> Your instructions:
Resume the news report on the blacked-out portions of the CIA Inspector General's interrogation report, picking up after its last sentence.

> Document segment:
------------------------------

By MATTHEW COLE and BRIAN ROSS
The CIA and the Obama Administration continue to keep secret some of the most shocking allegations involving the spy agency's interrogation program: three deaths and several other detainees whose whereabouts could not be determined, according to a former senior intelligence official who has read the full, unredacted version.
Of the 109 pages in the 2004 report, 36 were completely blacked out in the version made public Monday, and another 30 were substantially redacted for "national security" reasons.
The blacked-out portions hide the Inspector General's findings on the circumstances that led to the deaths of at least three of the detainees in the CIA's program, the official said. Two of the men reportedly died in CIA in Iraq and the third died in Afghanistan.
The Inspector General's findings about a fourth death involving a prisoner in Afghanistan were made public in the report. A CIA contract employee was convicted of assault in that case and is now in prison.
The still-secret portions of the Inspector General's report also describe fears that the waterboarding of 9/11 mastermind Khalid Sheik Mohammed came close to killing him. Mohammed was waterboarded 183 separate times, according to the report.
The unredacted version of the report makes a reference to the "unsafe" nature of waterboarding but makes no mention of its actual effects on Mohammed or the two others who were subjected to the technique.
The ranking Republican on the House Intelligence Committee, Rep. Pete Hoekstra (R-MI), said he thinks more of the CIA's blacked out information should be made public. "If the sections of the report don't talk about sources and methods, at this point in time, my bias would be toward transparency and toward releasing more information." Hoekstra, who has read the unredacted version of the CIA report, said he could not comment on its contents.
Also hidden from public scrutiny, according to the official, was the discovery by the CIA Inspector General that the CIA could not adequately account for several of the 100 al Qaeda suspects who were part of the detainee program that the CIA maintained had been well administered.
The official said "a few just got lost and the CIA does to know what happened to them."
Other detainees, said the official, were transferred to other countries and their whereabouts are still unknown. In other cases, "incomplete records" were to blame for the failure to account for the detainees' status after leaving the program.

------------------------------

> Provided records:
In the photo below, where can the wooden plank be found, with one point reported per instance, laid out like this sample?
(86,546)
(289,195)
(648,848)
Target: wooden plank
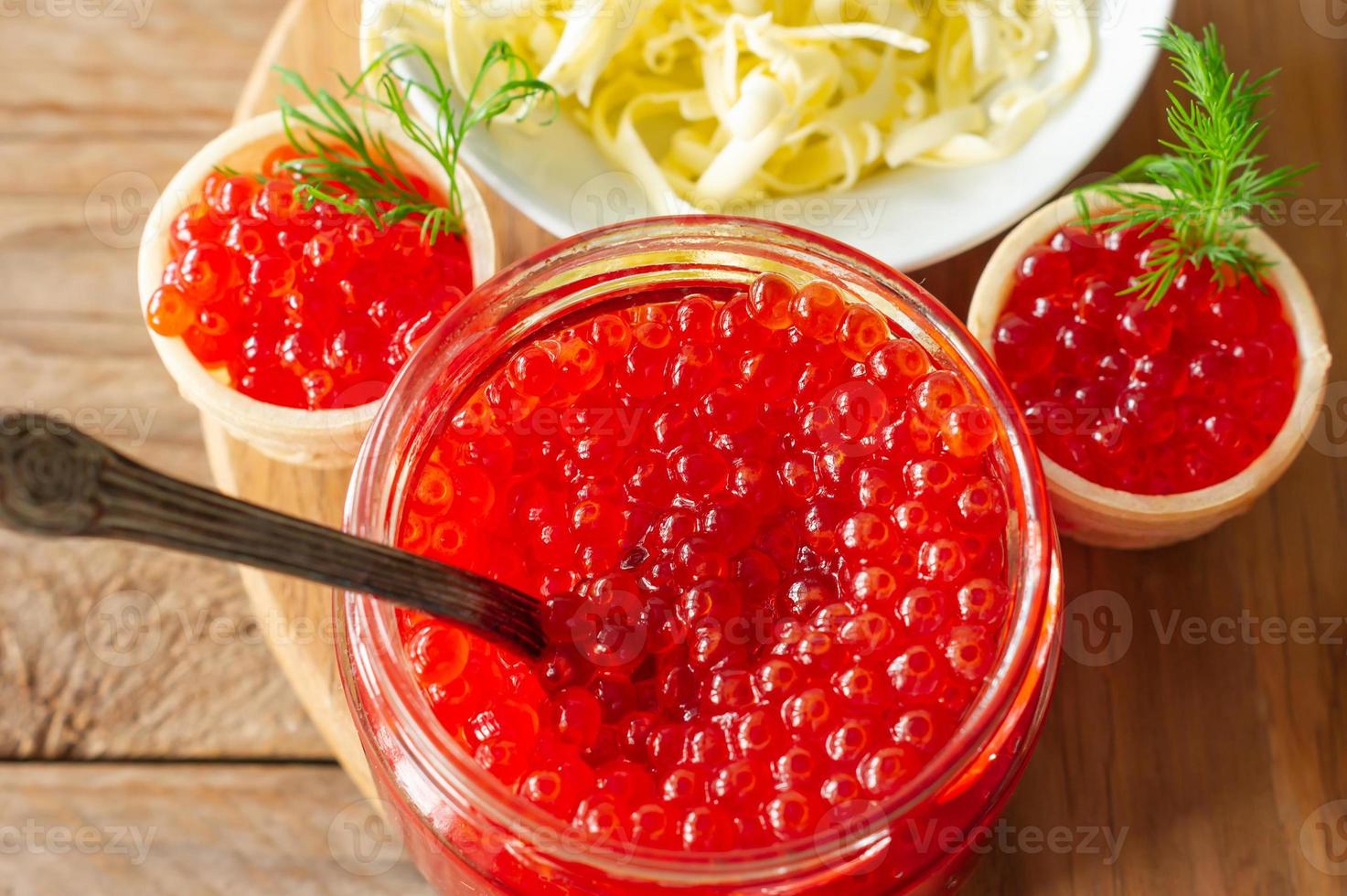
(123,110)
(176,829)
(1215,757)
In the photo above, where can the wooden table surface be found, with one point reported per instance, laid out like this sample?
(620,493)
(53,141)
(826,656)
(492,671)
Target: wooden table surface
(148,742)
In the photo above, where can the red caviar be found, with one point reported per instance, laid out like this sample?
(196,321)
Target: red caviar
(302,307)
(771,542)
(1155,400)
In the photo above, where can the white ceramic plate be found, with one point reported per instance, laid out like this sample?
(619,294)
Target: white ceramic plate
(910,219)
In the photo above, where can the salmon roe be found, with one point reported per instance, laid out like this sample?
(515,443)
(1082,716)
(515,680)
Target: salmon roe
(305,307)
(769,539)
(1155,400)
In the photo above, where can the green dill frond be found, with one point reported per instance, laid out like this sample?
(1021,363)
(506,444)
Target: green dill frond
(337,148)
(1211,171)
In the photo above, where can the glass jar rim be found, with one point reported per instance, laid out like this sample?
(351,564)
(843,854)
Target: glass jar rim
(373,483)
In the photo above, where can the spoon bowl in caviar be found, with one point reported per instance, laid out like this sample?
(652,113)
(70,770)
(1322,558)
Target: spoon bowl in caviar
(59,481)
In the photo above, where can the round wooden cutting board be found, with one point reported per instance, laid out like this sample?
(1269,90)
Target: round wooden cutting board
(318,39)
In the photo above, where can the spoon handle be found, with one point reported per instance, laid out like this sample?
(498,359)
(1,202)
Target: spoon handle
(56,480)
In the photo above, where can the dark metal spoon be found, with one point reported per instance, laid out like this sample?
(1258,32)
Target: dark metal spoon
(56,480)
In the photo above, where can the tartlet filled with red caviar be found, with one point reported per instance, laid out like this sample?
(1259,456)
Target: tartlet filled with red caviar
(295,261)
(1167,353)
(786,548)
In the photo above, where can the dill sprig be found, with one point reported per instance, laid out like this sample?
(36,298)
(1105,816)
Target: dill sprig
(337,148)
(1211,173)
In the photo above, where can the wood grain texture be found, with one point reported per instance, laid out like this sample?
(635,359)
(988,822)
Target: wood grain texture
(82,145)
(171,829)
(1211,750)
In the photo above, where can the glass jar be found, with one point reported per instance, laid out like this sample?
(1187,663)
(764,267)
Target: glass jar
(464,829)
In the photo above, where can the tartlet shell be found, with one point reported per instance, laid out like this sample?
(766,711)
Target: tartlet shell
(1110,517)
(326,438)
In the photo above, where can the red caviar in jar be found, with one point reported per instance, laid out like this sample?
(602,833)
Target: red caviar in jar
(769,539)
(1152,400)
(302,307)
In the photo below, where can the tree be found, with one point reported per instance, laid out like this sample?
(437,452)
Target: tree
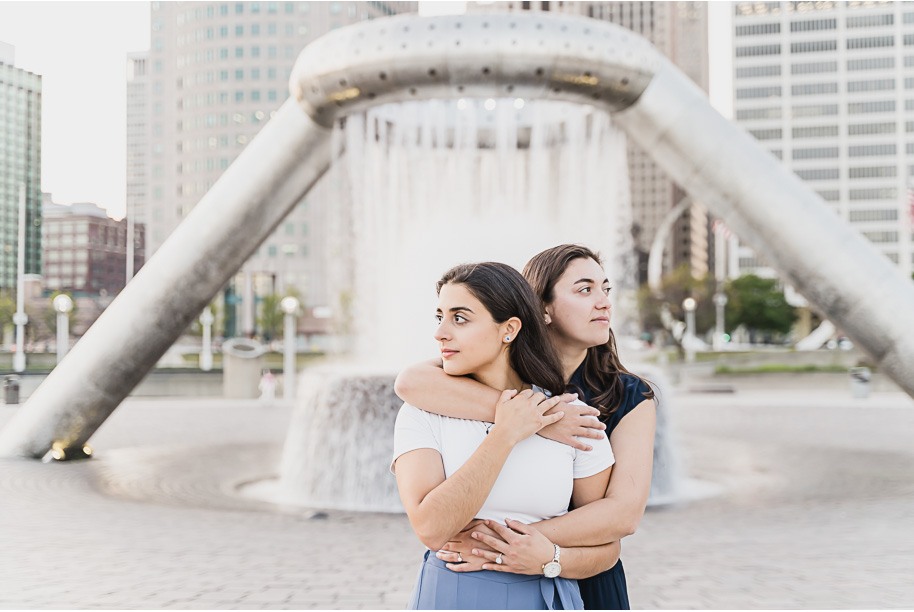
(759,305)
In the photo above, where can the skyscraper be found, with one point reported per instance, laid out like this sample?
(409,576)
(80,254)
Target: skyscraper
(20,165)
(679,30)
(828,88)
(217,71)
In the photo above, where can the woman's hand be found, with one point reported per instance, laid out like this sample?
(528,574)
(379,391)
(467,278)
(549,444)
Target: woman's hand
(458,552)
(520,415)
(579,421)
(524,550)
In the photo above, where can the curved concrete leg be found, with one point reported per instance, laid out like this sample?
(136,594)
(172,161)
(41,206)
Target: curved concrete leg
(241,210)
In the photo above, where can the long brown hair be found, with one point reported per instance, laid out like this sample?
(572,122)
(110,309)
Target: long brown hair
(602,368)
(505,294)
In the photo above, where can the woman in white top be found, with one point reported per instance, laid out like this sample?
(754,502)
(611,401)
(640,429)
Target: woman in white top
(450,471)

------------------------------

> Reply to the exercise:
Missing Detainees
CIA spokesman Paul Gimigliano told ABC News, "The CIA will cooperate with the Department of Justice, as it always has, in this latest look at past detention and interrogation practices. As the agency has noted previously, career prosecutors at Justice have already examined these cases. That includes, in addition to the complete Inspector General's report—which Justice has had since 2004—other allegations of abuse, which the CIA itself referred to the Department."
In his conclusions, Inspector General John Helgerson, found "the Agency—especially in the early months of the program—failed to provide adequate staffing, guidance and support to those involved with the detention and interrogation of detainees."
Helgerson, who left the job in Mar. 2009, said in a statement, "the primary common problem was that management controls and operational procedures were not in place to avoid the serious problems that arose, jeopardizing Agency employees and detainees alike."
Even after the report was completed in 2004, the problem of missing detainees continued, according to the former intelligence official.
One of the detainees who was put in the "missing" category was identified by the CIA as a top al Qaeda figure, Hassan Ghul, who officials had planned to waterboard until they determined he was "obese" and might lead to serious medical issues.
Ghul was turned over to Pakistan in 2006 and has since been released. The CIA does not know whether he returned to fight with al Qaeda or simply disappeared from sight.
"The primary, common problem was that management controls and operational procedures were not in place to avoid the serious problems that arose," said Helgerson, who served as CIA inspector general from 2002 to Mar. 2009.